[begin Given text]

Without limiting the generality of this provision, the singular
number includes the plural the plural number includes the singular,
and the term "person" includes both a corporation and a natural
person.

     8.7  DIVIDENDS

     The directors of the corporation, subject to any restrictions
contained in (i) the General Corporation Law of Delaware or (ii)
the certificate of incorporation, may declare and pay dividends
upon the shares of its capital stock.  Dividends may be paid in
cash, in property, or in shares of the corporation's capital stock.

     The directors of the corporation may set apart out of any of
the funds of the corporation available for dividends a reserve or
reserves for any proper purpose and may abolish any such reserve.
Such purposes shall include but not be limited to equalizing
dividends, repairing or maintaining any property of the corporation
and meeting contingencies.

     8.8  FISCAL YEAR

     The fiscal year of the corporation shall be fixed by
resolution of the board of directors and may be changed by the
board of directors.

     8.9  SEAL

     The corporation may adopt a corporate seal, which may be
altered at pleasure, and may use the same by causing it or a
facsimile thereof to be impressed or affixed or in any other manner
reproduced.

     8.10 TRANSFER OF STOCK

     Upon surrender to the corporation or the transfer agent of the
corporation of a certificate for shares duly endorsed or
accompanied by proper evidence of succession, assignation or
authority to transfer, it shall be the duty of the corporation to
issue a new certificate to the person entitled thereto, cancel the
old certificate and record the transaction in its books.

     8.11 STOCK TRANSFER AGREEMENTS

     The corporation shall have power to enter into and perform any
agreement with any number of stockholders of any one or more
classes of stock of the corporation to restrict the transfer of
shares of stock of the corporation of any one or more classes owned
by such stockholders in any manner not prohibited by the General
Corporation Law of Delaware.

[end Given text]
[begin Information given]

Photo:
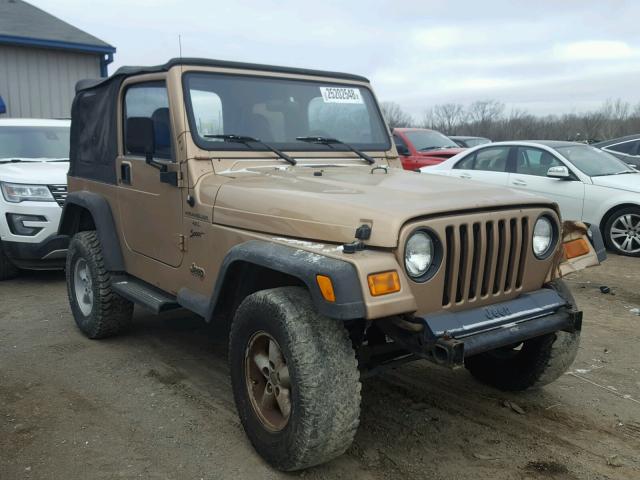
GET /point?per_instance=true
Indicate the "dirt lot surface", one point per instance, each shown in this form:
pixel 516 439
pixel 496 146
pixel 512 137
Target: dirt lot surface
pixel 156 403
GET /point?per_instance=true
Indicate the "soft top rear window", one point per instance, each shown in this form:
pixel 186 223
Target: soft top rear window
pixel 277 110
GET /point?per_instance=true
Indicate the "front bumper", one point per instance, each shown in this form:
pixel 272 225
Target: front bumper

[end Information given]

Exercise aim:
Extend the corporate bylaws text on dividends, the fiscal year, the seal and stock transfers, beginning right after its final sentence about stock transfer agreements.

Answer to the task:
     8.12 REGISTERED STOCKHOLDERS

     The corporation shall be entitled to recognize the exclusive
right of a person registered on its books as the owner of shares to
receive dividends and to vote as such owner, shall be entitled to
hold liable for calls and assessments the person registered on its
books as the owner of shares, and shall not be bound to recognize
any equitable or other claim to or interest in such share or shares
on the part of another person, whether or not it shall have express
or other notice thereof, except as otherwise provided by the laws
of Delaware.

                            ARTICLE IX
                            AMENDMENTS

     The by-laws of the corporation may be adopted, amended or
repealed by the stockholders entitled to vote; provided, however,
that the corporation may, in its certificate of incorporation,
confer the power to adopt, amend or repeal by-laws upon the
directors.  The fact that such power has been so conferred upon the
directors shall not divest the stockholders of the power, nor limit
their power to adopt, amend or repeal by-laws.